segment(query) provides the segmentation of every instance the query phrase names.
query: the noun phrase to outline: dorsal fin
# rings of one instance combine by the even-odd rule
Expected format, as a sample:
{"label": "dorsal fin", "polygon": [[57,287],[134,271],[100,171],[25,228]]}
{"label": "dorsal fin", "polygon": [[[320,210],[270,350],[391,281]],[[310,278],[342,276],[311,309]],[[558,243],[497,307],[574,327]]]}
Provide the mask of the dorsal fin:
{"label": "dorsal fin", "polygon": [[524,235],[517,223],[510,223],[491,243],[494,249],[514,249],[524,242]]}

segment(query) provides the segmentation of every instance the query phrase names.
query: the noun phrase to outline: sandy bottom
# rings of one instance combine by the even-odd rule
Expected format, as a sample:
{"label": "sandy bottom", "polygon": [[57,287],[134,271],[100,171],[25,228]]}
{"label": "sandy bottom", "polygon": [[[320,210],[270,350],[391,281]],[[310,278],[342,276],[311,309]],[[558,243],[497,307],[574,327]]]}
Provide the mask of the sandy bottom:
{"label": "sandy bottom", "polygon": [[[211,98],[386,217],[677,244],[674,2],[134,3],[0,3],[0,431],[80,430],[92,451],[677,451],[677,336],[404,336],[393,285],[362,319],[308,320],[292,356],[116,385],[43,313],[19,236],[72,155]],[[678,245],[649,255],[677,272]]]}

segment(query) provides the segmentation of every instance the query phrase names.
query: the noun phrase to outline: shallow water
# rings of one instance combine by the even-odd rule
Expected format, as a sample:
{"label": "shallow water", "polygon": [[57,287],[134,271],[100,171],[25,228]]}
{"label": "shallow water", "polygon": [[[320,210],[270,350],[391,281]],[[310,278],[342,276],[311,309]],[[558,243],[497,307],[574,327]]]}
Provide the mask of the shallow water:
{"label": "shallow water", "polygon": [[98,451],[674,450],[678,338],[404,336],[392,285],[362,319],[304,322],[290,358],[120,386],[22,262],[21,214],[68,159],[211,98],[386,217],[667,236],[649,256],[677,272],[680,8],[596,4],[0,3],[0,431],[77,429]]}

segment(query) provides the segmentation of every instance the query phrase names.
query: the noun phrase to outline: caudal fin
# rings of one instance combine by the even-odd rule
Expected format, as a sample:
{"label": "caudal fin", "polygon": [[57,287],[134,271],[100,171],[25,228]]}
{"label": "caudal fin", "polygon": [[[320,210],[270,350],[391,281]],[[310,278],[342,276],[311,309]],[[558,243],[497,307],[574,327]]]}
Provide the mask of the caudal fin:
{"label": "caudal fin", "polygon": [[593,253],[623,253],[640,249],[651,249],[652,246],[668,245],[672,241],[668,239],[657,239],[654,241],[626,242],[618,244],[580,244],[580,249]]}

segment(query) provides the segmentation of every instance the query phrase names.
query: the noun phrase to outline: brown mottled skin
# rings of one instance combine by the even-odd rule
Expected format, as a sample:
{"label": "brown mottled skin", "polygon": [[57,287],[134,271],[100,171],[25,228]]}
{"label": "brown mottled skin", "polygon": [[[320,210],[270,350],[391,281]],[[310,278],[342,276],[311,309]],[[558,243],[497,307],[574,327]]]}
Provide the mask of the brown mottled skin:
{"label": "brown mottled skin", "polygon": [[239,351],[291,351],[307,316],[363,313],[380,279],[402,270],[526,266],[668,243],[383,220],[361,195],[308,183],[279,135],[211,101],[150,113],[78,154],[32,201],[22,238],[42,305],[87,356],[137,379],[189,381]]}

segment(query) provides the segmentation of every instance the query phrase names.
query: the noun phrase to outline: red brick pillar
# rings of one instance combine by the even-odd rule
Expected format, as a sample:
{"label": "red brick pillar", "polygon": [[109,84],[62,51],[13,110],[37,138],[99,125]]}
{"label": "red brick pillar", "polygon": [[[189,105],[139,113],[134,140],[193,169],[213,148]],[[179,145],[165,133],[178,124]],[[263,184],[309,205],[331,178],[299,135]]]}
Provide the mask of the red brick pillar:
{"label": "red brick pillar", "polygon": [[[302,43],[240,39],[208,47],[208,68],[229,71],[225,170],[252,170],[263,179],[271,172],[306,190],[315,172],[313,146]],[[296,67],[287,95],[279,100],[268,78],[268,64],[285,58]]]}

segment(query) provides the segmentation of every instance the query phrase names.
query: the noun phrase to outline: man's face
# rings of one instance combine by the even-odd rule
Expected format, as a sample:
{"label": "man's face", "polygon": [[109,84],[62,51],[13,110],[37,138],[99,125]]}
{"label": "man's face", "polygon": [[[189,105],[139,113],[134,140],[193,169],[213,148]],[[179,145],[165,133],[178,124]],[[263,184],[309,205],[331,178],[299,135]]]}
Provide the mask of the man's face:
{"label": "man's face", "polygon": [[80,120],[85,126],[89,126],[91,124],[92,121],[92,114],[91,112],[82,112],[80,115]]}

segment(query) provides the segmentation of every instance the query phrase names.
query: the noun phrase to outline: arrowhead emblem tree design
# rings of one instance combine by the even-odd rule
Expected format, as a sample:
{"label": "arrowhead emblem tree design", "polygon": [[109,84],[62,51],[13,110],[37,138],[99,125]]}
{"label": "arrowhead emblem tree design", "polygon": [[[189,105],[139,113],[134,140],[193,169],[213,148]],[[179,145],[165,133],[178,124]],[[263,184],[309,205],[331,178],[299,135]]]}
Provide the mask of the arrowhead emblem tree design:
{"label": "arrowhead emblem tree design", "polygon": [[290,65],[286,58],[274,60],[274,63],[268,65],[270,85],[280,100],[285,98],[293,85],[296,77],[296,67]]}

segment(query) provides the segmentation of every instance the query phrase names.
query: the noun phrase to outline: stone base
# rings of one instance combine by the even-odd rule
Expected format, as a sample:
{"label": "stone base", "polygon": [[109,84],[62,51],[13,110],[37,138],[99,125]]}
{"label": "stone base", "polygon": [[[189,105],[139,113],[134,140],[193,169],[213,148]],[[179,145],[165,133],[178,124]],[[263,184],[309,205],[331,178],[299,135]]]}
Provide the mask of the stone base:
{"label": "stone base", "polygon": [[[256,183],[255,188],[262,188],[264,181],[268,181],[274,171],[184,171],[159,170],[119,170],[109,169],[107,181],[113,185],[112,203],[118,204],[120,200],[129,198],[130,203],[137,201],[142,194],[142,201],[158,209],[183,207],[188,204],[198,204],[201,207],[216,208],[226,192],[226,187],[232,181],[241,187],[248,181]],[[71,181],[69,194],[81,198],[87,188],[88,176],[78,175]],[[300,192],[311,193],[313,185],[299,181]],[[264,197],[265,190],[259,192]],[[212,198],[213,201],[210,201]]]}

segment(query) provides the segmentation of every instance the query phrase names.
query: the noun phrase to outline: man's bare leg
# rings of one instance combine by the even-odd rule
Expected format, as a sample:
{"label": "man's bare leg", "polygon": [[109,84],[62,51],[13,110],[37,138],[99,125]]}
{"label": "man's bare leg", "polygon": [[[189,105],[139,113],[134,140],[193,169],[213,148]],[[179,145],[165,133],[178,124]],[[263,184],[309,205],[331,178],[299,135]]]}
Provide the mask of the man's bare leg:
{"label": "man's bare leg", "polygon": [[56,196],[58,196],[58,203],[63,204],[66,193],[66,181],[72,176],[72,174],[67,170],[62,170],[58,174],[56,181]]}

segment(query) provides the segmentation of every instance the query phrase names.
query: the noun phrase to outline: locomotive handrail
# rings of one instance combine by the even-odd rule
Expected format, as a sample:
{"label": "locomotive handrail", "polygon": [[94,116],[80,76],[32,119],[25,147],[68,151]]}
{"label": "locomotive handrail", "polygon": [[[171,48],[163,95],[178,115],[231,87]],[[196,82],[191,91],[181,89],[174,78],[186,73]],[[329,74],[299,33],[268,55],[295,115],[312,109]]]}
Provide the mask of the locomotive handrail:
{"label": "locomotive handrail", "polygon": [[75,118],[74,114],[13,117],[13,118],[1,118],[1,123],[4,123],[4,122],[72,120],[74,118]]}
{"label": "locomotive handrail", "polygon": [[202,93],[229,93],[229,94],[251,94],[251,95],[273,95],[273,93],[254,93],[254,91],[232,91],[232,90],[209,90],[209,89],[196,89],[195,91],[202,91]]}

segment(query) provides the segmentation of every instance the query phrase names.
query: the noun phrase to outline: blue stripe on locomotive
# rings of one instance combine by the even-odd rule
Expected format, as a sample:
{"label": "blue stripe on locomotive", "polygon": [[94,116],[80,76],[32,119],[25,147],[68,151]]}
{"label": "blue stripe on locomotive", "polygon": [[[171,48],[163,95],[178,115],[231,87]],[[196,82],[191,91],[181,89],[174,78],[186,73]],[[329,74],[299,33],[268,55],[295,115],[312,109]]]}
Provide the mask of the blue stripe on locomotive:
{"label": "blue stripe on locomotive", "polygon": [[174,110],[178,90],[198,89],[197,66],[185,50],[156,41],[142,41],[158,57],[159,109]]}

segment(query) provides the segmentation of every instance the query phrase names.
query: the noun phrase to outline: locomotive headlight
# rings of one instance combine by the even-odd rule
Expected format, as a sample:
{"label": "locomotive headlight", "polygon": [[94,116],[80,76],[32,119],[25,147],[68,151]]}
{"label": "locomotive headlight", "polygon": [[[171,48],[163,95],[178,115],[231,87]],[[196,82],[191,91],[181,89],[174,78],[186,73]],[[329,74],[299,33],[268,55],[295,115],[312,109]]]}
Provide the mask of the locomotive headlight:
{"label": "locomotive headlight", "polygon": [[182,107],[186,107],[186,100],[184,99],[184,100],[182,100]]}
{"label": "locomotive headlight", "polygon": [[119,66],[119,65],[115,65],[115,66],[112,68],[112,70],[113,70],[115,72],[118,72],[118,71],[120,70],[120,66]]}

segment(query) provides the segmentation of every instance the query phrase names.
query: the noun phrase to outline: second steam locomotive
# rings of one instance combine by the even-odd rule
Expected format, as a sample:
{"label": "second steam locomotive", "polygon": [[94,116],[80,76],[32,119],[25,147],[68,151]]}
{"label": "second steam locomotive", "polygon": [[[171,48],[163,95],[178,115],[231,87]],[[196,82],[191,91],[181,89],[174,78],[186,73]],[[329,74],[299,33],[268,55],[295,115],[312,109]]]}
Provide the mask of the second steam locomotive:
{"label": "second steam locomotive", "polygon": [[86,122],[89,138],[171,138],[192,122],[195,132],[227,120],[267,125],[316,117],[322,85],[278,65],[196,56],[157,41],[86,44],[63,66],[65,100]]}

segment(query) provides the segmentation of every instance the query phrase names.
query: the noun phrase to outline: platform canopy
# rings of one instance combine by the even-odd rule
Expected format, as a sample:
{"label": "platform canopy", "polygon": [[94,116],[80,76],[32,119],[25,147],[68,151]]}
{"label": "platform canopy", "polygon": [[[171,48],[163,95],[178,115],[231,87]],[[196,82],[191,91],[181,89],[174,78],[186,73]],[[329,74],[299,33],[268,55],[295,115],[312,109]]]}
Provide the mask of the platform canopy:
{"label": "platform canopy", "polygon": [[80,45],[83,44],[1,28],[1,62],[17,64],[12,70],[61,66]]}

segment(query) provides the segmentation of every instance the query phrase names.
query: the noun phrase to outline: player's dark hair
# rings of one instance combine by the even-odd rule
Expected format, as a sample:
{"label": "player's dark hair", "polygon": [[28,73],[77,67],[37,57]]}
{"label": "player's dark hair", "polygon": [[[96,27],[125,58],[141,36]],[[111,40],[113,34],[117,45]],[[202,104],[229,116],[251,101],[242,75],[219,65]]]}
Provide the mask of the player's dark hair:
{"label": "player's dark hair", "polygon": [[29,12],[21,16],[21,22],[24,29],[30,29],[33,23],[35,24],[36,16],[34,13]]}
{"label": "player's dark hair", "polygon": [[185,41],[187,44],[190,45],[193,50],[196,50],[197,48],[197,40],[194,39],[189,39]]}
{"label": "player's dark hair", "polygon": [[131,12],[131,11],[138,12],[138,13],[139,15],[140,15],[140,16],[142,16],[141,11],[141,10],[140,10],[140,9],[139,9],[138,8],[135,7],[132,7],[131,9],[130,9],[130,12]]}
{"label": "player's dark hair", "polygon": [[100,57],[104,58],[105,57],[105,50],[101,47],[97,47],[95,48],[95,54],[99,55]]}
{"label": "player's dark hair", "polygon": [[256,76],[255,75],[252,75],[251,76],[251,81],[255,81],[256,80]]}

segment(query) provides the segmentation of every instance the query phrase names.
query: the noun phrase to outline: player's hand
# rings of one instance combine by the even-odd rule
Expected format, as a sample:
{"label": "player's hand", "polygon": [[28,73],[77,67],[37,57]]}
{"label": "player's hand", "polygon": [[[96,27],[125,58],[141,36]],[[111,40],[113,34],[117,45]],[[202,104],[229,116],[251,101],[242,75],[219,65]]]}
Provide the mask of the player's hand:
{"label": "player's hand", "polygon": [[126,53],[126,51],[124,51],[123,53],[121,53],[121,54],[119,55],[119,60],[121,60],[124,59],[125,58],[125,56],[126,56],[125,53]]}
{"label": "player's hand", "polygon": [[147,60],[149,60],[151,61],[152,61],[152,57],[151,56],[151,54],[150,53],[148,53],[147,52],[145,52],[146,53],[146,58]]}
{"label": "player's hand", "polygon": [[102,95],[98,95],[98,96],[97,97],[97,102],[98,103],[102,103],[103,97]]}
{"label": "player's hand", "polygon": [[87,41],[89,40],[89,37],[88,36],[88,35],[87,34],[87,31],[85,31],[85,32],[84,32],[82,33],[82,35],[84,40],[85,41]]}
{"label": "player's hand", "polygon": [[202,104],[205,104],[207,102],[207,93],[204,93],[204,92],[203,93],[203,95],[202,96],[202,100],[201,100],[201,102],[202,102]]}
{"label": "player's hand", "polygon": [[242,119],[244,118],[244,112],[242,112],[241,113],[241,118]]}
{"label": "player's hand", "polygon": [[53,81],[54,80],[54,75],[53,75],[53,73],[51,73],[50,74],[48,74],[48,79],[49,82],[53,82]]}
★ ★ ★ ★ ★
## Aim of the task
Pick out each line of the records that contains the string "canopy" and copy those lines in full.

## Exercise response
query: the noun phrase to outline: platform canopy
{"label": "platform canopy", "polygon": [[94,116],[80,76],[32,119],[25,147],[68,151]]}
{"label": "platform canopy", "polygon": [[[171,48],[163,95],[178,115],[231,87]],[[196,82],[191,91],[181,89],[174,78],[186,73]],[[329,74],[299,33],[268,55],[295,115],[312,109]]]}
Provide the mask of the platform canopy:
{"label": "platform canopy", "polygon": [[80,45],[83,44],[1,28],[1,62],[17,64],[12,70],[61,66]]}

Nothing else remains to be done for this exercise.